* [TASK BRIEF]
From top to bottom, restate the entries below word for word.

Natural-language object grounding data
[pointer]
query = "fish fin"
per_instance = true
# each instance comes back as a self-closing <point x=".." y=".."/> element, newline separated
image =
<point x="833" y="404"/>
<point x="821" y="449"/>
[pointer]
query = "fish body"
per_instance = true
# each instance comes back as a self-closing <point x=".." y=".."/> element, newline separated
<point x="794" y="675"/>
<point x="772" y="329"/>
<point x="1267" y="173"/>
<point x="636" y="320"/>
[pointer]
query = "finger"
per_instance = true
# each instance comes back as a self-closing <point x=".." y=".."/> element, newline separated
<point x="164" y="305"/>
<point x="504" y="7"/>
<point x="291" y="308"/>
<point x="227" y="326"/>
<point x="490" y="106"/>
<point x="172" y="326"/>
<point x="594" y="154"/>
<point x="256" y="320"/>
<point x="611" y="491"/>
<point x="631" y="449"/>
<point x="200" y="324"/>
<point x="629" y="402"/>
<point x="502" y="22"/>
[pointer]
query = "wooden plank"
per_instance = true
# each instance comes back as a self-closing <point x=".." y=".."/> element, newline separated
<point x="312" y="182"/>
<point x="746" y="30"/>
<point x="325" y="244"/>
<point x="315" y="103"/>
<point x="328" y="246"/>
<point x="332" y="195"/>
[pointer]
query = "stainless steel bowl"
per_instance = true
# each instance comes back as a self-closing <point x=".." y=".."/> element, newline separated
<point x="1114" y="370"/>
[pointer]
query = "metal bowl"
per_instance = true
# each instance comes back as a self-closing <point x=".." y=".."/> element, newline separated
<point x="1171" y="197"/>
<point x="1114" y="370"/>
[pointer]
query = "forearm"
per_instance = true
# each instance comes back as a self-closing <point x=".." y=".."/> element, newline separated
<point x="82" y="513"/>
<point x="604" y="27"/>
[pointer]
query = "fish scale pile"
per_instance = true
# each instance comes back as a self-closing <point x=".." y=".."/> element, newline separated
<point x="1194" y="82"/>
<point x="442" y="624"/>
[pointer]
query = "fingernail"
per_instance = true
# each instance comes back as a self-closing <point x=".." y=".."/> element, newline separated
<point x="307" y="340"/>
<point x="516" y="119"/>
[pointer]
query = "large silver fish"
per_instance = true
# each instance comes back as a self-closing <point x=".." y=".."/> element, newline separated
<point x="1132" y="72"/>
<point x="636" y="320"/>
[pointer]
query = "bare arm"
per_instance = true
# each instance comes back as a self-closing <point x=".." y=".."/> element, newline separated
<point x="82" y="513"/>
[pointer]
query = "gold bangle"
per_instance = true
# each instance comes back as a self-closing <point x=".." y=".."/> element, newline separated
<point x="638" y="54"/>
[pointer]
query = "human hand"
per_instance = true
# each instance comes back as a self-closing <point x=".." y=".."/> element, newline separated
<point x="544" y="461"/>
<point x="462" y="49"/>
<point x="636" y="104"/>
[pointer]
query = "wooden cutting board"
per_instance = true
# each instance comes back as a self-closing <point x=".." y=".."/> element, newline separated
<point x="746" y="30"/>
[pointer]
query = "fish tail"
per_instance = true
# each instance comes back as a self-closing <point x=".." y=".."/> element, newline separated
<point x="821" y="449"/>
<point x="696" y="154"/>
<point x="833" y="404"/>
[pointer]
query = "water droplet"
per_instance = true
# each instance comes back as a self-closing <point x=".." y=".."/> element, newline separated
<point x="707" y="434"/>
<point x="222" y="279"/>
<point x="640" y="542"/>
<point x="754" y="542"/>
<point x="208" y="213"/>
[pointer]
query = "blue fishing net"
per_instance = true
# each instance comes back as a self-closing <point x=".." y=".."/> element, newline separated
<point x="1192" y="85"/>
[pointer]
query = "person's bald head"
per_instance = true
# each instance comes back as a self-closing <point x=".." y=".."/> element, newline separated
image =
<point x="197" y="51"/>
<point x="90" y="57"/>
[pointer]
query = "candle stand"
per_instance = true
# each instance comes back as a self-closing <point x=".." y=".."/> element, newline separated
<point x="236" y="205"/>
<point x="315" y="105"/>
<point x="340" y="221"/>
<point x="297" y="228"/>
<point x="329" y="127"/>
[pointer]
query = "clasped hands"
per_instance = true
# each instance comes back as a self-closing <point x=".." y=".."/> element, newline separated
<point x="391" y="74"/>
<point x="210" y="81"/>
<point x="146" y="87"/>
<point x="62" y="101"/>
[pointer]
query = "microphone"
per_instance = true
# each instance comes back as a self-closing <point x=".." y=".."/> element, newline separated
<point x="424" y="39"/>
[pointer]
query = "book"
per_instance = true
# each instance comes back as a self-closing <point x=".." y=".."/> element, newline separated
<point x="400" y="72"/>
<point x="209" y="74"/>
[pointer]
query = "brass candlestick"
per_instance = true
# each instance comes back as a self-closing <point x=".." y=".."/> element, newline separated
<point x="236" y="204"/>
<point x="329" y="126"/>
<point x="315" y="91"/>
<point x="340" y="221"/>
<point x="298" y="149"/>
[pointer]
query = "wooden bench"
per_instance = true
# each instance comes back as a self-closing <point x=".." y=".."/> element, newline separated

* [TASK OUTPUT]
[pointer]
query = "fish fin"
per_instance = true
# each instance comes back as a self-closing <point x=".." y=".."/> element, newline separated
image =
<point x="833" y="404"/>
<point x="821" y="449"/>
[pointer]
query = "fish body"
per_instance = true
# each instance comes back as a self-closing <point x=".." y=".."/> element, newline separated
<point x="794" y="675"/>
<point x="772" y="329"/>
<point x="1267" y="173"/>
<point x="636" y="320"/>
[pointer]
query = "finger"
per_instance = true
# each instance comes back as a self-closing <point x=".." y=".."/> element, newline separated
<point x="164" y="305"/>
<point x="504" y="7"/>
<point x="291" y="308"/>
<point x="227" y="326"/>
<point x="490" y="106"/>
<point x="172" y="326"/>
<point x="594" y="154"/>
<point x="256" y="320"/>
<point x="611" y="491"/>
<point x="631" y="449"/>
<point x="200" y="324"/>
<point x="629" y="402"/>
<point x="502" y="22"/>
[pointer]
query = "wooden plank"
per_instance = true
# each instance comes back as a self-closing <point x=".." y=".."/> element, newline separated
<point x="312" y="182"/>
<point x="746" y="30"/>
<point x="325" y="244"/>
<point x="315" y="103"/>
<point x="328" y="246"/>
<point x="332" y="195"/>
[pointer]
query = "stainless steel bowl"
per_instance = true
# each instance comes back as a self-closing <point x=".." y=".."/> element, newline separated
<point x="1114" y="370"/>
[pointer]
query = "metal bowl"
per_instance = true
# each instance comes back as a self-closing <point x=".." y=".."/> element, newline separated
<point x="1171" y="197"/>
<point x="1114" y="370"/>
[pointer]
query = "forearm"
per_instance = true
# each instance comes back as a self-closing <point x=".." y=".."/> element, newline separated
<point x="82" y="513"/>
<point x="604" y="27"/>
[pointer]
query = "fish scale pile"
per_instance = true
# each instance comes back as a self-closing <point x=".." y=".."/> element, newline separated
<point x="1194" y="82"/>
<point x="442" y="624"/>
[pointer]
query = "fingernail"
per_instance = true
# each instance comes back as a self-closing <point x=".." y=".."/> element, newline separated
<point x="307" y="340"/>
<point x="516" y="119"/>
[pointer]
query = "large silver fish"
per_instance = true
# each instance comes back as a self-closing <point x=".." y=".."/> element, newline separated
<point x="1132" y="72"/>
<point x="636" y="320"/>
[pointer]
query = "bare arm"
per_instance = true
# each instance comes back as a self-closing <point x=".." y=".."/> element, newline separated
<point x="82" y="513"/>
[pointer]
query = "gold bangle"
per_instance = true
# each instance comes back as a self-closing <point x=".." y=".."/> element, newline separated
<point x="638" y="54"/>
[pointer]
query = "human hand"
per_instance = true
# each instance comes back as a self-closing <point x=".." y=".."/> element, newline separated
<point x="544" y="461"/>
<point x="462" y="49"/>
<point x="636" y="104"/>
[pointer]
query = "wooden cutting board"
per_instance = true
# each instance comes back as a self-closing <point x=".." y=".."/> element, newline separated
<point x="746" y="30"/>
[pointer]
query = "fish tail"
per_instance = true
# each instance comes back as a self-closing <point x=".." y=".."/> element, newline separated
<point x="821" y="449"/>
<point x="696" y="154"/>
<point x="833" y="404"/>
[pointer]
query = "water droplet"
per_instance = true
# each instance comes back as a self-closing <point x=".." y=".."/> element, newline separated
<point x="707" y="434"/>
<point x="222" y="279"/>
<point x="640" y="542"/>
<point x="754" y="542"/>
<point x="208" y="213"/>
[pointer]
query = "blue fishing net"
per_instance = true
# each instance comes back as a self-closing <point x=".." y=".."/> element, newline separated
<point x="1192" y="85"/>
[pointer]
query = "person's bald head"
per_instance = true
# each instance comes back as a self-closing <point x=".." y=".."/> element, newline separated
image =
<point x="197" y="51"/>
<point x="90" y="57"/>
[pointer]
query = "candle stand"
per_instance = true
# each instance comes back as a self-closing <point x=".." y=".."/> element, newline separated
<point x="236" y="205"/>
<point x="315" y="105"/>
<point x="340" y="221"/>
<point x="297" y="228"/>
<point x="329" y="127"/>
[pointer]
query = "clasped hands"
per_instance = true
# each instance comes back as a self-closing <point x=".." y=".."/> element, newline separated
<point x="391" y="74"/>
<point x="210" y="81"/>
<point x="146" y="87"/>
<point x="62" y="101"/>
[pointer]
query = "microphone"
per_instance = true
# each instance comes back as a self-closing <point x=".." y=".."/> element, newline separated
<point x="424" y="39"/>
[pointer]
query = "book"
per_instance = true
# each instance comes back as a self-closing <point x=".." y=".."/> element, newline separated
<point x="400" y="72"/>
<point x="209" y="74"/>
[pointer]
query = "brass candlestick"
per_instance = true
# each instance comes back as a self-closing <point x=".." y=".."/> element, newline separated
<point x="236" y="204"/>
<point x="329" y="126"/>
<point x="315" y="91"/>
<point x="340" y="221"/>
<point x="298" y="149"/>
[pointer]
query = "wooden bench"
per_instance = true
# each instance comes back as a self-closing <point x=".." y=".."/> element, newline separated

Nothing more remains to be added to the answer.